• _PAGE EXTRACT_
+ + + + + + +

Fake Monstera Wall Vine

Introduction & Synopsis

Making your own monstera wall vine is fun and straightforward to make. Although it's best to create a vine that runs vertically against a wall, vines can even be trained around other areas of the house, for example a wooden staircase. To create the latter, follow all of the tips and read the ending two paragraphs. 
Before we get started, here's a synopsis of how to create your very own vine! 

  • Cut a piece of rope so that it's slightly longer than the desired length of the display, and lay it onto the ground - this is the spine that'll attach the monstera leaves to the centrepiece.
  • Lay the monstera leaves diagonally across the 'spine', and move the leaves around to improve the visual aspect. Have a look at Image 4 for more information. Bend the monstera leaves so that half of the stem (petiole for horticulturists) follows the 'spine' - cable tie the bent junctions to the spine rope - see Images 5 & 6.
  • Wrap the longer piece of rope (coiling rope) around both the attached monstera stems and 'spine', so that it hides the mechanics of the display. Have a look at Image 7 for more info.
  • Place the nails or hooks into the wall, and hang the display up. Vines that are curved or trail along bannisters / beams will need to be attached to the walls via each curve as well. Scroll to the bottom Image (10) for more information on this.

Image 1a: My 2m long display that cost around £90.

Image 1b: Another angle from the top of the stairs, overlooking the display.


The first big question is not how to do it, but rather where to find the four main ingredients. Instead of writing pages and pages of information about where to find them, ukhouseplants whittled it down to just four bullet points for quicker reading.


Thick, tripled woven rope must be used to withstand the weight of the display. Most hardware stores will sell rope of some sort; however, rustic varieties (recommended) most likely will be sold online. In terms of length, have over four times the length of the display itself, as it'll serve both the main column 'the spine' and the 'trunk' that'll hide the cable ties and monstera stems.

+ + + + + + +

Lines of data:

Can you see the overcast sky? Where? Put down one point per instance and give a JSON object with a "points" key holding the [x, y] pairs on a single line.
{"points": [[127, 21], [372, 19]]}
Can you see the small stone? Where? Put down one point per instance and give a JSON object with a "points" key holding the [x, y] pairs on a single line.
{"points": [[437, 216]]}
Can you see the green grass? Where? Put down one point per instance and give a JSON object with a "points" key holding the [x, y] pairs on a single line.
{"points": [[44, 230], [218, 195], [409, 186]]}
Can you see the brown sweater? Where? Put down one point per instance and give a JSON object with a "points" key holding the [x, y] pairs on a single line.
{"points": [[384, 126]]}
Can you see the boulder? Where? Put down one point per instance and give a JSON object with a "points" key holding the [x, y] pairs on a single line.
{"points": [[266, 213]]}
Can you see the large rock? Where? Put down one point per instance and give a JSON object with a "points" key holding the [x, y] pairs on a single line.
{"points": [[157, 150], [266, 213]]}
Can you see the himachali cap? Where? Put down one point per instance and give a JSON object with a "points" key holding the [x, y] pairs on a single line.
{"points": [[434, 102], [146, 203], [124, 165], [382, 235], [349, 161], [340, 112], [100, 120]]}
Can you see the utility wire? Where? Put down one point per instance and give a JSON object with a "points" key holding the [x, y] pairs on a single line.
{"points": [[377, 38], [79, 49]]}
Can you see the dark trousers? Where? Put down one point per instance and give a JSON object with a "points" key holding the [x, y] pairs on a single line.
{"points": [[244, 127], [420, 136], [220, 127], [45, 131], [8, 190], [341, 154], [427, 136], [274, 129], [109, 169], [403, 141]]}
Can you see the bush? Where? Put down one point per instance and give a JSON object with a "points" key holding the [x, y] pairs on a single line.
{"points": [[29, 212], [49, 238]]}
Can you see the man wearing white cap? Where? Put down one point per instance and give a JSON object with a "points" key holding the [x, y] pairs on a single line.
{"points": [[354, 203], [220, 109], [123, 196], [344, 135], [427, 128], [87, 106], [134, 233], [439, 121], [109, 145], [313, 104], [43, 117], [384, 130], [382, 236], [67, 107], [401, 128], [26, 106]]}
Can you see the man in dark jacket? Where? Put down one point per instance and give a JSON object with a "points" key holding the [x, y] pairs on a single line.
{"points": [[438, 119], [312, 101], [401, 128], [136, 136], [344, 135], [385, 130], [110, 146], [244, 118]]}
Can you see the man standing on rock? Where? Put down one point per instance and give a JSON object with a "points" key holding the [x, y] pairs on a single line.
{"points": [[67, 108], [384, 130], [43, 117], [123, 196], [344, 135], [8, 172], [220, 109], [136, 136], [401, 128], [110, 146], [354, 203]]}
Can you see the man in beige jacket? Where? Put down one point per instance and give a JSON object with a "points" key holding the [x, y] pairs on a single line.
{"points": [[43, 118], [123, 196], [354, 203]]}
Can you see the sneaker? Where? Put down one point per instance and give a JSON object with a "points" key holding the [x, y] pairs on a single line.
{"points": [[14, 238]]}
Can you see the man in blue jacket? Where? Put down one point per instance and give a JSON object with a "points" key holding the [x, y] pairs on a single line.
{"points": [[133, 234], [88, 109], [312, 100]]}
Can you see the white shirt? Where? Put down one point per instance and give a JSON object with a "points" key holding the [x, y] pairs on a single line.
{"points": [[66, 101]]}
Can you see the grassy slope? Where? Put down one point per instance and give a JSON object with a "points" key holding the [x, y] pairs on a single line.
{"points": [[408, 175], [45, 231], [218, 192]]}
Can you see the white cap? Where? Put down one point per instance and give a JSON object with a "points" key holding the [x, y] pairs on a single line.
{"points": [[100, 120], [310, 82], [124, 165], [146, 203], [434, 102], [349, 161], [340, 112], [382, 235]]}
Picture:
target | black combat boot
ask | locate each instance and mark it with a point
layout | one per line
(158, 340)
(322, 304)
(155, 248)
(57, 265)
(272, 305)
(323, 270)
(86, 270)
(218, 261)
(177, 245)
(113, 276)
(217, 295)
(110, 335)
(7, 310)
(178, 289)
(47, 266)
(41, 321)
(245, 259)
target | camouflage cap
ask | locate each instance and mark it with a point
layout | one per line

+ + + + + + +

• _SHORT TASK 1_
List every image number that the synopsis steps of the vine guide refer the reader to.
• _SHORT TASK 2_
Extract each line of the entries that contains the string "rock", matching its case exactly.
The vine guide and the entries are unrelated pieces of material.

• _RESPONSE 1_
Image 4, Image 5, Image 6, Image 7, Image 10

• _RESPONSE 2_
Can you see the large rock? Where? Put down one point per instance and give a JSON object with a "points" key holding the [x, y] pairs on a single line.
Can you see the man standing on rock? Where? Put down one point per instance and give a JSON object with a "points" key holding the [x, y] pairs on a single line.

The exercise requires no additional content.